Pointing and labeling entries

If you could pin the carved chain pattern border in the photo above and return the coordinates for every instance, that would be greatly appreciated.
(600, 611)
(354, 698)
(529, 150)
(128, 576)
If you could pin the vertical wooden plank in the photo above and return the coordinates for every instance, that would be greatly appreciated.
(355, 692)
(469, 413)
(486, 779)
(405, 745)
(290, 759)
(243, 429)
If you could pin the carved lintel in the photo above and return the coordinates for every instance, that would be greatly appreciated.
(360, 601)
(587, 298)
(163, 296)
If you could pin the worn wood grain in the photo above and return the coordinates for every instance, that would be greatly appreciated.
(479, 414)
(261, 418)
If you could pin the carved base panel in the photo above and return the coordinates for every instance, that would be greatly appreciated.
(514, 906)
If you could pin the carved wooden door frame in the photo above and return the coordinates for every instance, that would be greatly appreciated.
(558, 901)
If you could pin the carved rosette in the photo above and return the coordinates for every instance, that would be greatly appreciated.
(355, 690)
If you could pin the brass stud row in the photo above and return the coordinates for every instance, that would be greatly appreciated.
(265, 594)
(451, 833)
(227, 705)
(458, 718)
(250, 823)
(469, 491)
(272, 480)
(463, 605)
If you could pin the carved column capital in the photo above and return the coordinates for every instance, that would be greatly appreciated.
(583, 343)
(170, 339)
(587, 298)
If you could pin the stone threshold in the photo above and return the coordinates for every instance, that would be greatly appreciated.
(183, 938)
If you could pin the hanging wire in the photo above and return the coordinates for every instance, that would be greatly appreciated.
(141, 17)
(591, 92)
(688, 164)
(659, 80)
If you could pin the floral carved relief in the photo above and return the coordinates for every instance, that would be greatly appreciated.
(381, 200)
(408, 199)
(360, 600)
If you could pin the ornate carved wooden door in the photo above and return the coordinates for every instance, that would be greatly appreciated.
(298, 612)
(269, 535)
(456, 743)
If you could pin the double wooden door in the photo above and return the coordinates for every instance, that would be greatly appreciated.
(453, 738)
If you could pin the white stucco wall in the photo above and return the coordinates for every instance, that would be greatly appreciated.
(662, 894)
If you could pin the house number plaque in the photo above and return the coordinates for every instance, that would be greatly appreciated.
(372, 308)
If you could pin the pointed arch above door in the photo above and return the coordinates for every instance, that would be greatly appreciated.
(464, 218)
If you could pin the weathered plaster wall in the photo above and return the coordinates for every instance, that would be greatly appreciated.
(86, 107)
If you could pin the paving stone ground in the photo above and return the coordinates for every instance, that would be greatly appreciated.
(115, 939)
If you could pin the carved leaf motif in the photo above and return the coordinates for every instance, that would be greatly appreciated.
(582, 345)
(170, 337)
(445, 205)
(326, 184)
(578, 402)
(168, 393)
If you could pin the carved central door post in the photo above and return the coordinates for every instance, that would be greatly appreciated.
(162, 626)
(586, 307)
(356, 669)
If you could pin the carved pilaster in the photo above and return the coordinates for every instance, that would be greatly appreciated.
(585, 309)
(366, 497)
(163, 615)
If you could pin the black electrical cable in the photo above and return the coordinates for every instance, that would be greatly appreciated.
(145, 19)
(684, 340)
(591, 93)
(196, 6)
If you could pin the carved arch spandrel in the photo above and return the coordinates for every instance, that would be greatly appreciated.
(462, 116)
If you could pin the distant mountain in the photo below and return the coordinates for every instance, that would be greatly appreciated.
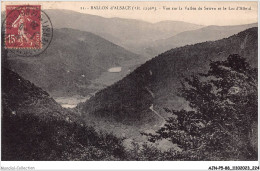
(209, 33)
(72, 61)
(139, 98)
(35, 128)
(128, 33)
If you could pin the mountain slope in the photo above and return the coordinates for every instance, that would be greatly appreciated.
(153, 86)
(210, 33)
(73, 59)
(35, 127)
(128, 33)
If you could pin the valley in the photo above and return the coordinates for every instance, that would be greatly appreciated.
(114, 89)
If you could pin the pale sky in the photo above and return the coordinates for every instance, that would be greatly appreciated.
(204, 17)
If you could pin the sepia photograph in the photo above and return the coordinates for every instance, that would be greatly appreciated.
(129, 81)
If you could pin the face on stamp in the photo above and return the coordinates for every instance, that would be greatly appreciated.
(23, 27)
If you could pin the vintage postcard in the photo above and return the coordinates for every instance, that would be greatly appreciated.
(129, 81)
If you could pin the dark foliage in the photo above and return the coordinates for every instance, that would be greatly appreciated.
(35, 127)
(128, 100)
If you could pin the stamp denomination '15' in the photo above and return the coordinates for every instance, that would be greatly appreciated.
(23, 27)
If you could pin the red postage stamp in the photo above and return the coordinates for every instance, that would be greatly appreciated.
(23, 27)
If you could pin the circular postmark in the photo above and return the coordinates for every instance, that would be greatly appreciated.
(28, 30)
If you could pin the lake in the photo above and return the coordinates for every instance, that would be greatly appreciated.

---

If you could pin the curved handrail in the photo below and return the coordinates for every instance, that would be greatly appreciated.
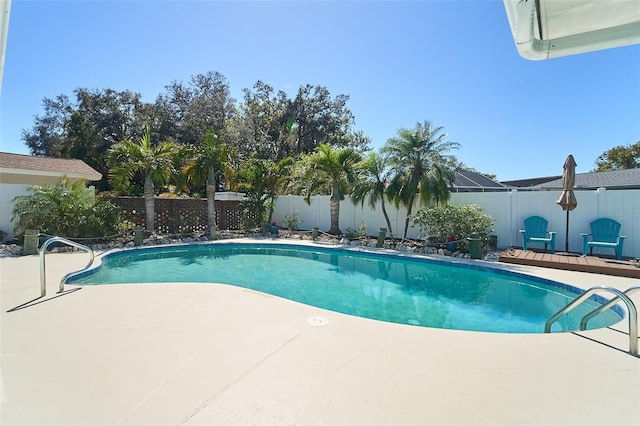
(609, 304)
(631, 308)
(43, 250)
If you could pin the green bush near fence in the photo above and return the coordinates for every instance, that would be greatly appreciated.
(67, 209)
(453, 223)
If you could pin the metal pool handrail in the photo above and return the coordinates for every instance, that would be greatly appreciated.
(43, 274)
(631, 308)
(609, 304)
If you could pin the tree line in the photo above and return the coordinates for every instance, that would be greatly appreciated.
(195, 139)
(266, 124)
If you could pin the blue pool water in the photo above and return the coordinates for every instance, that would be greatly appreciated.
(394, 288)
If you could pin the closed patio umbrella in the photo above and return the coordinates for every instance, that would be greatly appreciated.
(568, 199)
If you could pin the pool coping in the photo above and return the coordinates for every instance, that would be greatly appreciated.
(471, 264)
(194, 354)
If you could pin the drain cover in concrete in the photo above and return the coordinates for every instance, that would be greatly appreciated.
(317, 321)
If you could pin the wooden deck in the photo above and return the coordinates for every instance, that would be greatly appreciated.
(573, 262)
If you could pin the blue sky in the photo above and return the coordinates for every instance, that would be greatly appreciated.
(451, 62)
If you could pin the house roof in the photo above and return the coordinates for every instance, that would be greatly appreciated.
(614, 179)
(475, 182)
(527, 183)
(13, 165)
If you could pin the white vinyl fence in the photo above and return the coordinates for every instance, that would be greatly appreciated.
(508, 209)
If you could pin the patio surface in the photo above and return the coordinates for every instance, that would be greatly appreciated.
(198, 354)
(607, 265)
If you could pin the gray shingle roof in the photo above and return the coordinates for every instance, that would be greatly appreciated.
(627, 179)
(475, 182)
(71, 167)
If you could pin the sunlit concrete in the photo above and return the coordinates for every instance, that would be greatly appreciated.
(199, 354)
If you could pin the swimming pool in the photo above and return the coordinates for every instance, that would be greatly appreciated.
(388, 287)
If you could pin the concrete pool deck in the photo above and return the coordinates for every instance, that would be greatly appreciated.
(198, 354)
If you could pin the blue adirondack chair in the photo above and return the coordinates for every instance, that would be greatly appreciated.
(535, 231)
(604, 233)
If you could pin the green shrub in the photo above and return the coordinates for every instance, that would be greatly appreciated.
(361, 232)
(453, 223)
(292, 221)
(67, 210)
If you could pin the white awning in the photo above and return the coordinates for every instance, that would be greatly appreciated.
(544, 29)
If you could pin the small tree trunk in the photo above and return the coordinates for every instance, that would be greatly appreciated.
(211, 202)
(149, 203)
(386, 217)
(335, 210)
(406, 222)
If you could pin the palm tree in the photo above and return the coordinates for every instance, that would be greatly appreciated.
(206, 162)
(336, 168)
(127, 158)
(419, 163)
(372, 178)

• SET EXERCISE:
Rewrite the records between the lines holding "If you could pin the sepia" and "If you could pin the lake", inclusive, swapping "greatly appreciated" for "much appreciated" and leaving everything else unchanged.

• CORRECT RESPONSE:
If you could pin the sepia photograph in the photo above and return the coordinates for every instance, that would be much appreciated.
(129, 81)
If you could pin the face on stamp in the photo above and return the coordinates for every instance, that would be much appreciated.
(23, 27)
If you could pin the vintage postcard in the photo above and return the coordinates for every instance, that would be much appreciated.
(129, 81)
If you could pin the dark foliage in the photo above and return the coordinates for every instance, that would be much appreciated.
(35, 127)
(128, 100)
If you could pin the stamp denomination '15' in the photo above and return the coordinates for every instance, that would be much appreciated.
(23, 27)
If you could pin the red postage stamp in the photo above and return the coordinates for every instance, that would be much appreciated.
(23, 27)
If you could pin the circular postmark in the photo above and return the coordinates for every instance, that would be much appreciated.
(28, 30)
If you could pin the lake in the photo above and return the coordinates for every instance, that would be much appreciated.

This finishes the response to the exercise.